### [The task]
Filter the records below and copy out each line that contains the word "black", matching case exactly.

#### Material ####

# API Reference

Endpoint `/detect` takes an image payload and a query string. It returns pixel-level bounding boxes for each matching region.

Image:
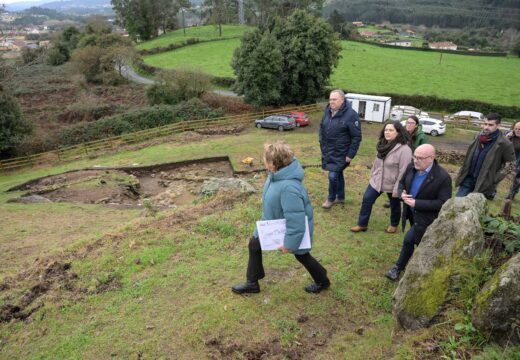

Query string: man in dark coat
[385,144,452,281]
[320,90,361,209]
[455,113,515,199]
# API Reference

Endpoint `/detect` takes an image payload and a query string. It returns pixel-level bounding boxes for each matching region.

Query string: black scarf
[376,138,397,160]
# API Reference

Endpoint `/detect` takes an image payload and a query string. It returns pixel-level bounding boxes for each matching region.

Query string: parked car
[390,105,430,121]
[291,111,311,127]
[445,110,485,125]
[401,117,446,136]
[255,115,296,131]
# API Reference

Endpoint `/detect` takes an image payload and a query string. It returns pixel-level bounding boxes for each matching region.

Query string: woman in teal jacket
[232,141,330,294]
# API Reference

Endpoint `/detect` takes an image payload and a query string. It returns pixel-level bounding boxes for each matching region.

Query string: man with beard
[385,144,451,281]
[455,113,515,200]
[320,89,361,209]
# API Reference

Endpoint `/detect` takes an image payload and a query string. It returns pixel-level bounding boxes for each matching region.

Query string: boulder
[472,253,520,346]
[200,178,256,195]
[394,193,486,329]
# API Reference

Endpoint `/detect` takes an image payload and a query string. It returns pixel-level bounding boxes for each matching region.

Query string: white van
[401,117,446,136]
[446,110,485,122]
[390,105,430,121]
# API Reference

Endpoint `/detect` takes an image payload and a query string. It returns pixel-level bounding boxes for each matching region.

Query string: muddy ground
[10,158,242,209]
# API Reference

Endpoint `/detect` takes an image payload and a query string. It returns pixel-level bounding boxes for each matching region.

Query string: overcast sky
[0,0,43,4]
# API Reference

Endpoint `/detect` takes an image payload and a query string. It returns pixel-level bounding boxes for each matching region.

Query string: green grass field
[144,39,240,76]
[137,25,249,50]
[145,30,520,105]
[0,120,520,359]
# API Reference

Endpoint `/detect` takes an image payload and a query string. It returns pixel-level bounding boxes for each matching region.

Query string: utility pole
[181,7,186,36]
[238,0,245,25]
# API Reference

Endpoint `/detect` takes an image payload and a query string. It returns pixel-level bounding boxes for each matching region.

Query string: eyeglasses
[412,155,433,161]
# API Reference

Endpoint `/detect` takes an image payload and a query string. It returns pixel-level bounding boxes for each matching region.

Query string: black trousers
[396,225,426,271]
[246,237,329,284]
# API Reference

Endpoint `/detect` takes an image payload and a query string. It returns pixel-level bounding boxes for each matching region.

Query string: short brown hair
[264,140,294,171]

####
#### Material ####

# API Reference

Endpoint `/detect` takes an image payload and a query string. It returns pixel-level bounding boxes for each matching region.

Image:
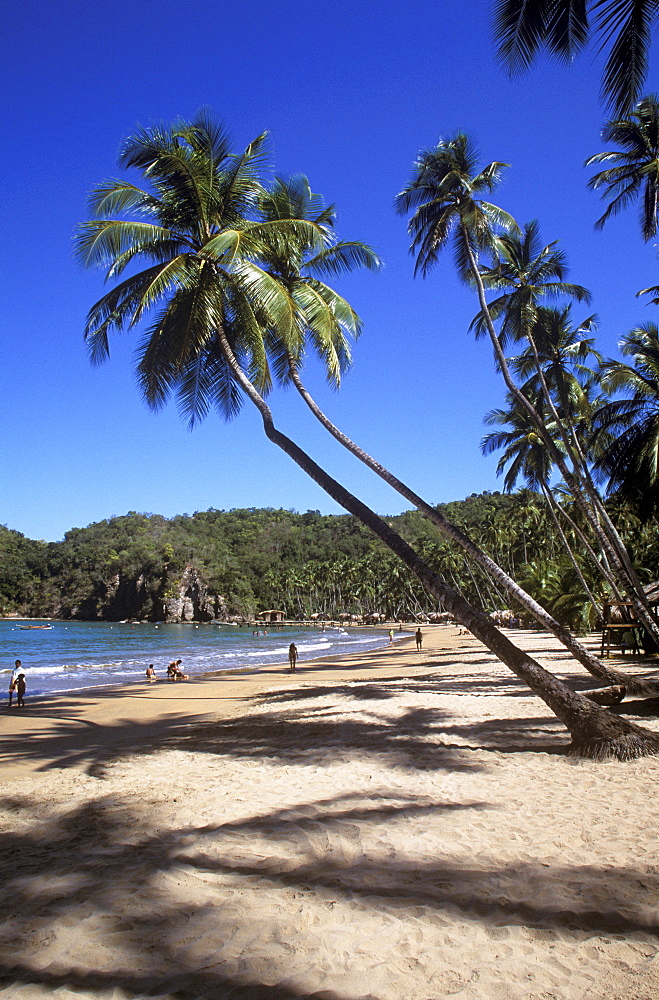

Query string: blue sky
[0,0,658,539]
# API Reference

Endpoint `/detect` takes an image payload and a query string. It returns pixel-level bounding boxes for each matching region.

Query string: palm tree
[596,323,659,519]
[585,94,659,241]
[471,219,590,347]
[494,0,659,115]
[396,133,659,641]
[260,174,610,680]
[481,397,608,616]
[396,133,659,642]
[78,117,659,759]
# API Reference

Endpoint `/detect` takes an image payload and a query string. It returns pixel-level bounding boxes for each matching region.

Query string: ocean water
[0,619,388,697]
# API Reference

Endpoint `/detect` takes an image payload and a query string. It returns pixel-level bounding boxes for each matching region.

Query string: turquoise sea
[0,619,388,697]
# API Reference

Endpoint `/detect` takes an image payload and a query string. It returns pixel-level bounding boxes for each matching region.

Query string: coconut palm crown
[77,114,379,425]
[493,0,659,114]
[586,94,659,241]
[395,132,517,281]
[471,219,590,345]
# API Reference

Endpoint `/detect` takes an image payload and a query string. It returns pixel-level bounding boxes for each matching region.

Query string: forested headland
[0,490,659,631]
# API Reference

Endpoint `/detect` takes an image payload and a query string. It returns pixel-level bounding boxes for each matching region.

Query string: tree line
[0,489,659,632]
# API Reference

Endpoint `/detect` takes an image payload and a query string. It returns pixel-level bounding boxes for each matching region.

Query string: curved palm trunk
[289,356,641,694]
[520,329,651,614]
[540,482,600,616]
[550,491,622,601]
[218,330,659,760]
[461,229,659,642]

####

### [Solution]
Query string: black scarf
Query string: black trousers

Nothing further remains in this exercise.